- [Your task]:
Could you repeat exactly the lines below, from the line containing "Q: Returning coordinates formatted like [290,142], pin" through the last one, both included, while leaving out any pictures?

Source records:
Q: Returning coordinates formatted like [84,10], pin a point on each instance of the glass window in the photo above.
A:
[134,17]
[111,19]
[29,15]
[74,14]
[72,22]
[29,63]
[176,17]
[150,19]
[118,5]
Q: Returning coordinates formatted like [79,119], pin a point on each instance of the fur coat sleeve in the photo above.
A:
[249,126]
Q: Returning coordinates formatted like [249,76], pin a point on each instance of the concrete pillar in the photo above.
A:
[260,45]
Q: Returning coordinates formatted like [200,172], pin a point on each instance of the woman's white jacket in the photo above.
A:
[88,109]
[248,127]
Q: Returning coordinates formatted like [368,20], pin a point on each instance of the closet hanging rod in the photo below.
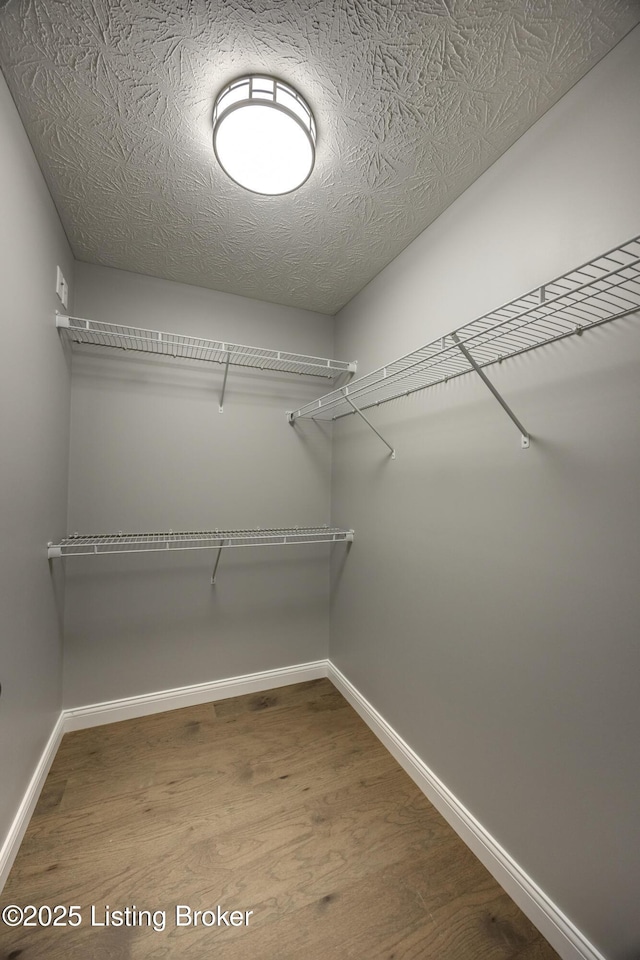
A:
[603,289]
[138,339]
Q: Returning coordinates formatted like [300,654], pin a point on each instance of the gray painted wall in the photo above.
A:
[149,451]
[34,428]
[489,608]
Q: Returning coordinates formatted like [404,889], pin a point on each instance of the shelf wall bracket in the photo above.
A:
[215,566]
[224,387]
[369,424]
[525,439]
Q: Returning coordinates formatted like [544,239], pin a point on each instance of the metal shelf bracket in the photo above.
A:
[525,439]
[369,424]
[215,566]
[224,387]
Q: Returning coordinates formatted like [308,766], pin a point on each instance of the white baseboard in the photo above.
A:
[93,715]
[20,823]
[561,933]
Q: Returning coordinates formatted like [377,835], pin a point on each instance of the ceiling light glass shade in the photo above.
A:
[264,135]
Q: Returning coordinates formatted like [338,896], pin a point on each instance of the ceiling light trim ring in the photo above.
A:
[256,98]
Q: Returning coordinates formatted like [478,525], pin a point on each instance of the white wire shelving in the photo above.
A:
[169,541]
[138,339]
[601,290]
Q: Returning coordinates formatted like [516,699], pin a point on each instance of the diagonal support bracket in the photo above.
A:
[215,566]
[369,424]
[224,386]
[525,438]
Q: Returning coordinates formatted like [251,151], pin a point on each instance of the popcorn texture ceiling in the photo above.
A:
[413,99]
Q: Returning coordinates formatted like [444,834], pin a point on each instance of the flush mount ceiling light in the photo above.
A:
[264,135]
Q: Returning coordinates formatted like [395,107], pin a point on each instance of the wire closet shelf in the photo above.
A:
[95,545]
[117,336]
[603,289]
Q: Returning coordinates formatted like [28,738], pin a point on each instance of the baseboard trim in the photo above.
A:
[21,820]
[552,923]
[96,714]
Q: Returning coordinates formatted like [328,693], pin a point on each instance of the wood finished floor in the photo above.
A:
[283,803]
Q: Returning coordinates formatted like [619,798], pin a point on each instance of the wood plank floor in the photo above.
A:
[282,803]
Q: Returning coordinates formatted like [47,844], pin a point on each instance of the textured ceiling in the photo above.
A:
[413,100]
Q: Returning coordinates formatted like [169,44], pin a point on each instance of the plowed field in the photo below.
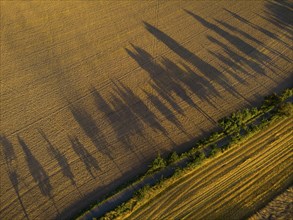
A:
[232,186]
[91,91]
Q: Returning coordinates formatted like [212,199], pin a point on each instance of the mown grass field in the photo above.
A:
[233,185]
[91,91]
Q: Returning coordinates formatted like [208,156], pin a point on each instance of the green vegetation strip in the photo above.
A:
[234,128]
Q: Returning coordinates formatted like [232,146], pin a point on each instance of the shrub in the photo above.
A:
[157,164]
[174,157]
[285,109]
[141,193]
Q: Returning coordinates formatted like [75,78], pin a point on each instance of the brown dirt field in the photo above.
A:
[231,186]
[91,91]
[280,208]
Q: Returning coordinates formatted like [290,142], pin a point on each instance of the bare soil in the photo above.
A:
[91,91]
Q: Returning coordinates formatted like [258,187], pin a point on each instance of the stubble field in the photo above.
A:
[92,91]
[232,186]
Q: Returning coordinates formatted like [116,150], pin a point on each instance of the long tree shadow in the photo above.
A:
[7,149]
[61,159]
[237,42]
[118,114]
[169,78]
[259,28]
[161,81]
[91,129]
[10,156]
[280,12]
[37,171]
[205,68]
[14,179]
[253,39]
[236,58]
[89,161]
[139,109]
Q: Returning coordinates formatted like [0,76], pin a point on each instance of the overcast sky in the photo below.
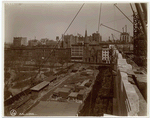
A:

- [Task output]:
Q: Returning coordinates formatted like [290,142], pin a point on each instance of the bare soil in the photo above.
A:
[91,91]
Q: Returning coordinates formatted like [258,187], pin a point on each instance of the stubble field in the photo above.
A:
[92,91]
[232,186]
Q: Returning coordinates formatted like [116,150], pin a point on each instance of the long tree shadow in the photo above.
A:
[7,149]
[61,159]
[237,42]
[118,114]
[169,78]
[259,28]
[161,81]
[91,129]
[10,156]
[280,12]
[37,171]
[205,68]
[14,179]
[253,39]
[236,58]
[89,161]
[139,109]
Q: Returning coordinates formatted like [0,76], pin a point on each instance of the overcast sky in the photo below.
A:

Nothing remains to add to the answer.